--- Exercise brief ---
Could you please reproduce the entries exactly, leaving out any pictures?

--- Records for this task ---

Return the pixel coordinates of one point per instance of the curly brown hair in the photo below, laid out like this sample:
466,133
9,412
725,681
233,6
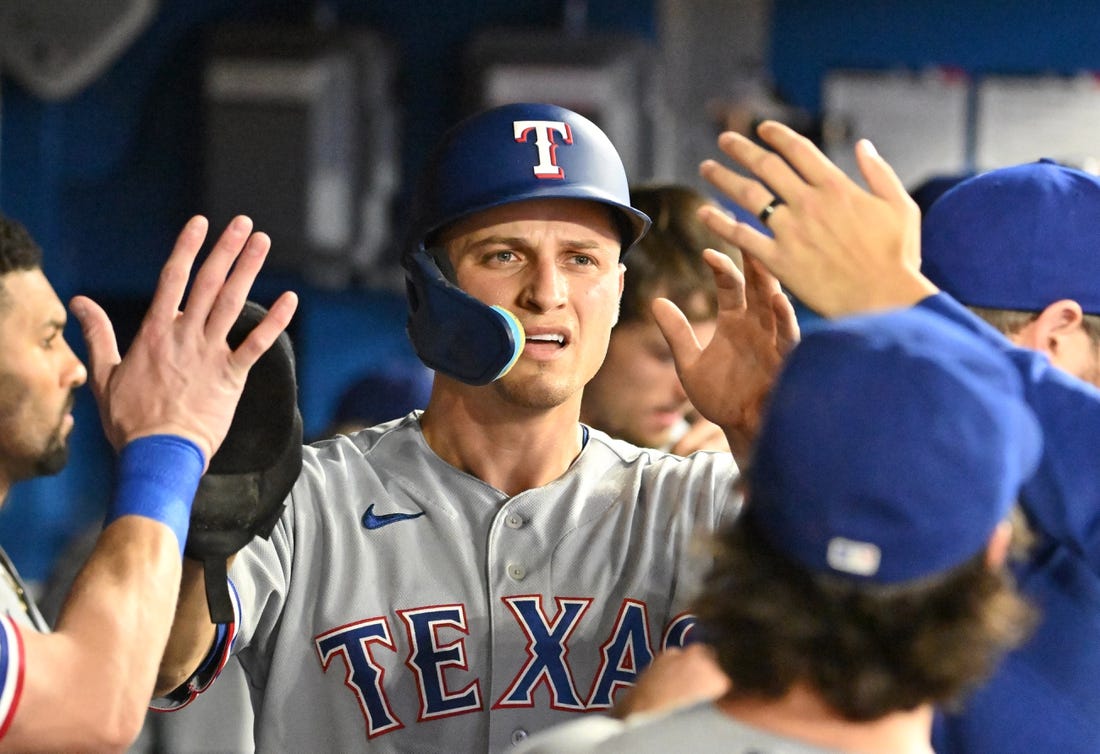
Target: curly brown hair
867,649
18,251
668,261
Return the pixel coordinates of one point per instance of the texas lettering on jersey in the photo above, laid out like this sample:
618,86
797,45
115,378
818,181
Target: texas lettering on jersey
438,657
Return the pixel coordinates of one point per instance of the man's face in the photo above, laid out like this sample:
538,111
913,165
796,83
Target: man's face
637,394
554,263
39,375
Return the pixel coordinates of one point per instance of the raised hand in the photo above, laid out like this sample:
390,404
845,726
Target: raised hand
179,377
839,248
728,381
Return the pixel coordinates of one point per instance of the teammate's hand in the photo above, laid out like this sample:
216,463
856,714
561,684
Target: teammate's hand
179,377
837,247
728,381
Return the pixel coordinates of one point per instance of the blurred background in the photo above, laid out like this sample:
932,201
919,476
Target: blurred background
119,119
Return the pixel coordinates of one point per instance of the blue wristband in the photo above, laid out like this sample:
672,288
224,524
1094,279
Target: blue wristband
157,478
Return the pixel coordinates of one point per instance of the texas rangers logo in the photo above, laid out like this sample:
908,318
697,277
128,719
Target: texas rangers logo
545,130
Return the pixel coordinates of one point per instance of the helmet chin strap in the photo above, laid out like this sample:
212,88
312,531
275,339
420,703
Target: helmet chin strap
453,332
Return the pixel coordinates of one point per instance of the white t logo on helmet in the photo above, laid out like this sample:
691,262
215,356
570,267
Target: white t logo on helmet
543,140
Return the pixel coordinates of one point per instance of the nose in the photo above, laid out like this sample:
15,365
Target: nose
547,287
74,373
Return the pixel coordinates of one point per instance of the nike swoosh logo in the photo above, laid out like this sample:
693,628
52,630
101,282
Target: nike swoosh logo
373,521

--- Solution ---
Return the pixel coordinates of one point per instance of the curly brown hair in the photo below, laid out like this sample:
466,133
9,412
725,681
233,6
Target: curly brown hair
867,649
18,251
668,261
Return the pixel coordinates of one point per instance of the texas lettering on jersey in the photo above, laid out like this sample:
618,86
797,45
115,378
818,181
Target: texas lettering on jersey
438,657
Return the pixel coordinates of one point per instance of the man's face in the photo above, laid out like this sample:
538,111
913,165
796,83
Target: man's face
637,394
554,263
39,375
Return the pixel coordinates of one point per instance of the raised hand in the photo above, laid out like this sample:
390,404
845,726
Target: raised hand
179,377
839,248
728,381
Return the pixel coordinates of one point per instance of the teammate's hand in the photo above, laid out like this sample:
216,463
856,714
561,684
Target: teammate's hand
179,377
837,247
728,381
Return the pixel coordinates of one point per instance of the blurred background in the photo above, laid out like this sample:
932,201
919,476
Target: blurred background
119,119
Return the pixel coordinates of one point per instance of the blue wristband in the photo above, laid out like this sample:
672,288
224,524
1094,279
Target: blue wristband
157,478
Return the pixel coordinates of one point per instance of the texas rangers logo in the photo above, laid out like this sample:
908,318
697,277
128,719
Target: texas rangers logo
545,130
Return the pixel coordinates of one point per instance of the helmet chin strap in the photo above, laid out like this sample:
212,88
312,531
275,339
420,703
Target: helmet chin strap
453,332
Return the pixel coordinates of one point per instance of the white t logo on helmet in the photo above, laid out like this sample:
691,262
215,356
570,267
Target: white t logo on helmet
543,140
Return the pixel coordinates of one point per instance of the nose in the photo above, laid out like this sample:
15,365
Target: nose
547,287
74,373
Return the pixel coordinates of one point per instance of the nike swoosh logo in the photo above, laid out like this sample:
693,628
52,630
101,282
Target: nike swoosh logo
373,521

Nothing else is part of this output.